> Given instruction: Echo back, word for word, the stretch of the entries from the line containing "Could you please spot the hand" through the last line of the entries, and nothing else.

■ ■ ■ ■ ■ ■ ■

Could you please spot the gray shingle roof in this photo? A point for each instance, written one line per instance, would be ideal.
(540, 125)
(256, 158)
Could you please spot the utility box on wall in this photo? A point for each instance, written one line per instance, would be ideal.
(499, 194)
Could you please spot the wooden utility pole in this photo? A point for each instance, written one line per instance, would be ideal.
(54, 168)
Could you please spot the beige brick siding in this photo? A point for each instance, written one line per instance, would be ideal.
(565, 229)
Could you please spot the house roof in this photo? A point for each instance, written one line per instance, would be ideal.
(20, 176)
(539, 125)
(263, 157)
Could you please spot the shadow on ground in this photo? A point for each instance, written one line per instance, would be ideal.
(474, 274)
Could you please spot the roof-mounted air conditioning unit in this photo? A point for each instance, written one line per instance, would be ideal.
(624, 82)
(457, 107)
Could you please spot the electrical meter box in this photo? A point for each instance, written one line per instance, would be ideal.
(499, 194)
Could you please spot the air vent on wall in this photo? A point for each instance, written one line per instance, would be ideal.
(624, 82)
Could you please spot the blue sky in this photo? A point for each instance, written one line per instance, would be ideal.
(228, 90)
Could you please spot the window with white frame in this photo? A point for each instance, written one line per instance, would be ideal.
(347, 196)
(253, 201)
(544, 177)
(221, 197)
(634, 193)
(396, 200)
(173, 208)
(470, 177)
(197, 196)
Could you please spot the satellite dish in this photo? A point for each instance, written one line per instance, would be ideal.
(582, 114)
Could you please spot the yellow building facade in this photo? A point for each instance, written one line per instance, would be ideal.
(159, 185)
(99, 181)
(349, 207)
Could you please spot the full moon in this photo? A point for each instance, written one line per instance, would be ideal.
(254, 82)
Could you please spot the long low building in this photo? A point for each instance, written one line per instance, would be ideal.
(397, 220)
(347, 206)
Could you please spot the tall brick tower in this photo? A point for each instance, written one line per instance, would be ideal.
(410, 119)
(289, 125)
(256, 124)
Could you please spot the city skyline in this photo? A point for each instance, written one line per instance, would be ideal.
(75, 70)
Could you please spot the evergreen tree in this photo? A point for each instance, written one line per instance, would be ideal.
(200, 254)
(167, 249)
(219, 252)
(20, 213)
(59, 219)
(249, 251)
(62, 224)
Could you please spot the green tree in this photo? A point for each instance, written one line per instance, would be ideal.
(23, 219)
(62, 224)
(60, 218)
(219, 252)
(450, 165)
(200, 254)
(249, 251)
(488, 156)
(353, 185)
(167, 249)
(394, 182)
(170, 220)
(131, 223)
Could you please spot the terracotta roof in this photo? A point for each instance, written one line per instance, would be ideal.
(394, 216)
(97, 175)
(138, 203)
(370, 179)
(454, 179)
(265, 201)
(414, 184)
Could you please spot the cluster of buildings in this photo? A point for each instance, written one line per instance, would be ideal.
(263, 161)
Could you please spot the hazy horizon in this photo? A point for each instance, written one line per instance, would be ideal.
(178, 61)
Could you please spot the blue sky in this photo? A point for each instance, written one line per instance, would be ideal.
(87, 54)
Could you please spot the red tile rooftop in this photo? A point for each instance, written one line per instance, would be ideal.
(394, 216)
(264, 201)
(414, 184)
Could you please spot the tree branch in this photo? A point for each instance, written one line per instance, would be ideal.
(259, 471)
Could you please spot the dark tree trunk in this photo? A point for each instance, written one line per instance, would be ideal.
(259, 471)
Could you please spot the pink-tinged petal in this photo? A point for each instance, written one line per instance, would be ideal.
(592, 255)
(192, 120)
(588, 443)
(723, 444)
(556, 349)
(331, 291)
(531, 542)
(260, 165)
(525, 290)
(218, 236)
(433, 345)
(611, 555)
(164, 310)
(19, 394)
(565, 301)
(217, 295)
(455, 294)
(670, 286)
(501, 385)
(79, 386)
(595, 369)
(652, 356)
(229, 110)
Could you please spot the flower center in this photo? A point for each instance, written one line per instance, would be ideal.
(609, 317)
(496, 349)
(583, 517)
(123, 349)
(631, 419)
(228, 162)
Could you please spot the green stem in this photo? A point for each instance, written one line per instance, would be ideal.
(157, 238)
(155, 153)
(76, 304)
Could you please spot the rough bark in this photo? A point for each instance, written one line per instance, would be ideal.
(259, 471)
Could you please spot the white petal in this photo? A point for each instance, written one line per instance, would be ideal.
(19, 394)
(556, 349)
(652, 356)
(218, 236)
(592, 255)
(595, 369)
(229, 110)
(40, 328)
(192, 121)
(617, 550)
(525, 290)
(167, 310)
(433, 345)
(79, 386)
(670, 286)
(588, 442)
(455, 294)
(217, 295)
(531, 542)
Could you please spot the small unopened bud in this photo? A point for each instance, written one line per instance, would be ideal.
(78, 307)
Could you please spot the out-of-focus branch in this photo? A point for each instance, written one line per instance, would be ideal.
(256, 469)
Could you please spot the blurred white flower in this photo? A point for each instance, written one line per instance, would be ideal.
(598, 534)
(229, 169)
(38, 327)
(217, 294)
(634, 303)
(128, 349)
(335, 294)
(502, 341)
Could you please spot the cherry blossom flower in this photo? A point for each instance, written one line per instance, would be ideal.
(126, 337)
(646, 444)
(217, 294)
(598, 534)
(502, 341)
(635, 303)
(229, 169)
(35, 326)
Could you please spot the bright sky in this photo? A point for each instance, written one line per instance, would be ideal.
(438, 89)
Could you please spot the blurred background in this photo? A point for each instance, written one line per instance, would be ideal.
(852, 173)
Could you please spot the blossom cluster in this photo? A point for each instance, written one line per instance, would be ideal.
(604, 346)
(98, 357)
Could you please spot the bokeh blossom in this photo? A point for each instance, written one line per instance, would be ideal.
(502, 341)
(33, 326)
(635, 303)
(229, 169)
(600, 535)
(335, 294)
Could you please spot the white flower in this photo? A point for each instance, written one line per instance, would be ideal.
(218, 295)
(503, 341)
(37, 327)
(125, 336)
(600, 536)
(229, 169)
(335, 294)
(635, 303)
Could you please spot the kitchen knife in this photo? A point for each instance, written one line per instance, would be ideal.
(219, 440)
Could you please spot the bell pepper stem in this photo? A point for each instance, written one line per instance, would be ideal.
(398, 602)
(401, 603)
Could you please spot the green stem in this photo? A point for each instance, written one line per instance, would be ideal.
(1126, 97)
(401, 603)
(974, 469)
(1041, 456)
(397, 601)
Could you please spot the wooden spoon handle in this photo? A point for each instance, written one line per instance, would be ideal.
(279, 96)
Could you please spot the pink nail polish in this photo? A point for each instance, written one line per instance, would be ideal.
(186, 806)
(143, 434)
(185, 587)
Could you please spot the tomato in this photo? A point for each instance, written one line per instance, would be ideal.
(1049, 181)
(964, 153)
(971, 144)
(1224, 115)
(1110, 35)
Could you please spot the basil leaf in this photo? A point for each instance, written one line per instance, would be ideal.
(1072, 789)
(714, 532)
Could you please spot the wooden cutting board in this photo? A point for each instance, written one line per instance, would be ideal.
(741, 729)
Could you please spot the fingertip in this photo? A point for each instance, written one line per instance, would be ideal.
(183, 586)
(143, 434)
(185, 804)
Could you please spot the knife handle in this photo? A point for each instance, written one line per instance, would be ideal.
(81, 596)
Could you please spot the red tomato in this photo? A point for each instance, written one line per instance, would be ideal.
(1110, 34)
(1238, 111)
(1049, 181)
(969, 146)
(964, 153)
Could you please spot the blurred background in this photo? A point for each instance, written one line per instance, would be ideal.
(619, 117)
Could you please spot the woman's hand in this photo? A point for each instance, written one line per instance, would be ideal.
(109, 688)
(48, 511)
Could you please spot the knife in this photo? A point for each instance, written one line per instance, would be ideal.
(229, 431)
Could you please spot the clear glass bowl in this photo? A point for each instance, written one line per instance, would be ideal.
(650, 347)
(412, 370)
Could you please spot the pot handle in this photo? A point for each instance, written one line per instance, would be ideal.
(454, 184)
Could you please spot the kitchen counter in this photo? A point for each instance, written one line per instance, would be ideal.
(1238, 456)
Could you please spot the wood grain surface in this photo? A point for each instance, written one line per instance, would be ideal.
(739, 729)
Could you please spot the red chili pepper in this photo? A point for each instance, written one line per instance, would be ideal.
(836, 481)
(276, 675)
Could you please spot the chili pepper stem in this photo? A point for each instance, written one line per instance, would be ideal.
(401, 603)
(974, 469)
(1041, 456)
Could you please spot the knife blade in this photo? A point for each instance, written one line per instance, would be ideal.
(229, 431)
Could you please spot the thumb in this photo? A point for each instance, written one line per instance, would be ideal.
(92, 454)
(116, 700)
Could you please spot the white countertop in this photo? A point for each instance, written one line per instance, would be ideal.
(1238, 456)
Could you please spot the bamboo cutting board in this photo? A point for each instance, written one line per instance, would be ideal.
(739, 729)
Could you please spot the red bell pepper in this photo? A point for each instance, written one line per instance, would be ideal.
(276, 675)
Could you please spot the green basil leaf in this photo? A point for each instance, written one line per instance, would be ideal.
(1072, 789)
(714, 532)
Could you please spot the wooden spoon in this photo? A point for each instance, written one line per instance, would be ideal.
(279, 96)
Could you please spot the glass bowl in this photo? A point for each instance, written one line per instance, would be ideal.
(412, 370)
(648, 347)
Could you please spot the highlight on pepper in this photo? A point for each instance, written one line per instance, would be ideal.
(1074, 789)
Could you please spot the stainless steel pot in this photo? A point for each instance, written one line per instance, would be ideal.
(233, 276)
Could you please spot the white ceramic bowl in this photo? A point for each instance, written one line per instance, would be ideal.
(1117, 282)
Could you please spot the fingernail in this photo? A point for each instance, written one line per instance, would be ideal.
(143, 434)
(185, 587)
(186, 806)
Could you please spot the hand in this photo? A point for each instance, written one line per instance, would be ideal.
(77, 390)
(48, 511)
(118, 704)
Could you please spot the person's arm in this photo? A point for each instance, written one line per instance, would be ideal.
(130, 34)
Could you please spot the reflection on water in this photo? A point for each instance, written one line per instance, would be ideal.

■ ■ ■ ■ ■ ■ ■

> Exercise response:
Could you please spot the hand in this photo? A point for each instance, written one line per instance, would be ideal.
(77, 390)
(48, 511)
(118, 704)
Could you please spot the person's arm in this photo? A point for each instance, written one line per instance, would be ideal.
(130, 34)
Could you please spot the reflection on water in this photo? A point for each instance, written one line per instance, would be ideal.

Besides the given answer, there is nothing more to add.